> [EXERCISE DETAILS]:
Repeat the data in full and exactly. Leave the pictures out.

> [DATA TO PROCESS]:
☆ ☆ ☆ ☆ ☆ ☆ ☆

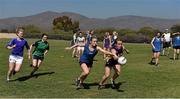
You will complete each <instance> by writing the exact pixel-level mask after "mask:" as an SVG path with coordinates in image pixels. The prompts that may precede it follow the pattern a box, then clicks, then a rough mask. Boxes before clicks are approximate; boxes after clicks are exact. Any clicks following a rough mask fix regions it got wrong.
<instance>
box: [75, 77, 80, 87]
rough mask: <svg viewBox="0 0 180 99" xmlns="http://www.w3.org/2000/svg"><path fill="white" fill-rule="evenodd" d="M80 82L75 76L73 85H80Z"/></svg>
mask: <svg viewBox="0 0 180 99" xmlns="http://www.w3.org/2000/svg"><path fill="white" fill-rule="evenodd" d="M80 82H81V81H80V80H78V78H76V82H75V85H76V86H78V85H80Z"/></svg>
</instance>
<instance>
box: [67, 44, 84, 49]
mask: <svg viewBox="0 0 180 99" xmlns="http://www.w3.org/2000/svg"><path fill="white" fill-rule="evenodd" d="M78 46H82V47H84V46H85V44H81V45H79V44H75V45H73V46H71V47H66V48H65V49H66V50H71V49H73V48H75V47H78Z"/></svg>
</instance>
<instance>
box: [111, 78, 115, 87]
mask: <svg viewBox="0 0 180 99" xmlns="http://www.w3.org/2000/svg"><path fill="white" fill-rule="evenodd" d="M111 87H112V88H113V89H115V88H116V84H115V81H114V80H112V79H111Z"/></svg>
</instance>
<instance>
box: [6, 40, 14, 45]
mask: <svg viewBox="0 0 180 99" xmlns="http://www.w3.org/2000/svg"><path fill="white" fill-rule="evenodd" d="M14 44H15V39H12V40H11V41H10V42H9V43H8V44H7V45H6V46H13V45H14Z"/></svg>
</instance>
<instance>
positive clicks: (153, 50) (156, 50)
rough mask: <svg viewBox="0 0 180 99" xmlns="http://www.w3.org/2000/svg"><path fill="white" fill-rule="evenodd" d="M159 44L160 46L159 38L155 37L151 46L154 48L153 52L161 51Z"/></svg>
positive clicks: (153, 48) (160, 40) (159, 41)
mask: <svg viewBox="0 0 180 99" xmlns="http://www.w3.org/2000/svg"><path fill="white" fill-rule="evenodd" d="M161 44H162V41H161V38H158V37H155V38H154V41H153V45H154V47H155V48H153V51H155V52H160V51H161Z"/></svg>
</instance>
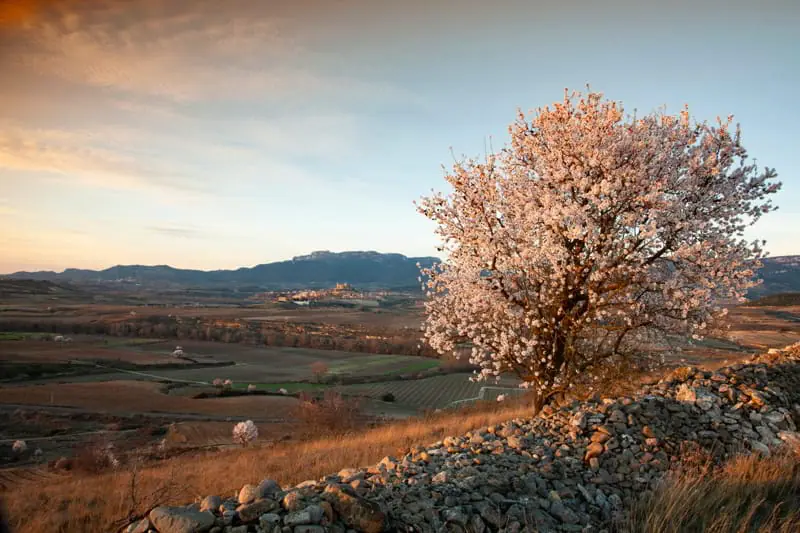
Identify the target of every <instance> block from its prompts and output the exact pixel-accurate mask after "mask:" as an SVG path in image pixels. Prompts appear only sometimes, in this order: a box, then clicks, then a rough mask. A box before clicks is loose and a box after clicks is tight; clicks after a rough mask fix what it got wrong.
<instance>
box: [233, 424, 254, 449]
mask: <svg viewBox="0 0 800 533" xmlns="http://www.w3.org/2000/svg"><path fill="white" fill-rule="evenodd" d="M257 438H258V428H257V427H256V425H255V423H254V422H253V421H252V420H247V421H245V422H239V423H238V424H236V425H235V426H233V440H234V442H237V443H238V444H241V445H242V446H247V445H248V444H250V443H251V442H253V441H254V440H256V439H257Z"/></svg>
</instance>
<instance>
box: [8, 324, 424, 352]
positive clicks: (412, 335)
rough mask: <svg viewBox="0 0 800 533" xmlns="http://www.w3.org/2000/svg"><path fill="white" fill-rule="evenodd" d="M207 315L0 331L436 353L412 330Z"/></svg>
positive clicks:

☆ ☆ ☆ ☆ ☆ ☆ ☆

> [EXPECTED ANSWER]:
You will complete each <instance> by writing the exact pixel-level mask after "mask:" as an SVG path with coordinates in image pixels. The prompts that may precede it follow the pattern a box, then clicks, then a rough mask. Boxes before clicks are approximate; boxes after clicks are exact. Any clicks following a rough mask fix regions it got wrong.
<instance>
box: [75, 77, 80, 87]
rough mask: <svg viewBox="0 0 180 99" xmlns="http://www.w3.org/2000/svg"><path fill="white" fill-rule="evenodd" d="M80 82L75 76L73 85H80Z"/></svg>
mask: <svg viewBox="0 0 180 99" xmlns="http://www.w3.org/2000/svg"><path fill="white" fill-rule="evenodd" d="M80 82H81V81H80V80H78V78H76V82H75V85H76V86H78V85H80Z"/></svg>
</instance>
<instance>
box: [67, 44, 84, 49]
mask: <svg viewBox="0 0 180 99" xmlns="http://www.w3.org/2000/svg"><path fill="white" fill-rule="evenodd" d="M78 46H82V47H84V46H85V44H81V45H79V44H75V45H73V46H71V47H66V48H65V49H66V50H71V49H73V48H75V47H78Z"/></svg>
</instance>
<instance>
box: [111, 78, 115, 87]
mask: <svg viewBox="0 0 180 99" xmlns="http://www.w3.org/2000/svg"><path fill="white" fill-rule="evenodd" d="M111 87H112V88H113V89H115V88H116V84H115V81H114V80H112V79H111Z"/></svg>
</instance>
<instance>
box: [6, 40, 14, 45]
mask: <svg viewBox="0 0 180 99" xmlns="http://www.w3.org/2000/svg"><path fill="white" fill-rule="evenodd" d="M14 44H15V39H12V40H11V41H10V42H9V43H8V44H7V45H6V46H13V45H14Z"/></svg>
</instance>
<instance>
positive clicks: (153, 50) (156, 50)
rough mask: <svg viewBox="0 0 180 99" xmlns="http://www.w3.org/2000/svg"><path fill="white" fill-rule="evenodd" d="M159 44L160 46L159 38L155 37L151 46L154 48L153 52L161 51Z"/></svg>
positive clicks: (153, 48) (160, 40) (159, 41)
mask: <svg viewBox="0 0 180 99" xmlns="http://www.w3.org/2000/svg"><path fill="white" fill-rule="evenodd" d="M161 44H162V41H161V38H158V37H155V38H154V41H153V45H154V47H155V48H153V51H155V52H160V51H161Z"/></svg>
</instance>
Identify the target of every <instance> block from its prompts and output the exact pixel-accurate mask after "mask:" as an SVG path in image pixels. Prompts appear only sometimes, in this order: a box, then clicks, then a rough mask. A box before clicks is loose and a box after clicks is tight; clicks after a rough mask fix what it got wrong.
<instance>
box: [233, 424, 254, 449]
mask: <svg viewBox="0 0 800 533" xmlns="http://www.w3.org/2000/svg"><path fill="white" fill-rule="evenodd" d="M257 438H258V428H257V427H256V425H255V423H254V422H253V421H252V420H247V421H245V422H239V423H238V424H236V425H235V426H233V440H234V442H237V443H238V444H241V445H242V446H247V445H248V444H250V443H251V442H253V441H254V440H256V439H257Z"/></svg>
</instance>
<instance>
box: [8, 324, 424, 352]
positive clicks: (412, 335)
rough mask: <svg viewBox="0 0 800 533" xmlns="http://www.w3.org/2000/svg"><path fill="white" fill-rule="evenodd" d="M207 315L0 331L436 353L412 330Z"/></svg>
positive clicks:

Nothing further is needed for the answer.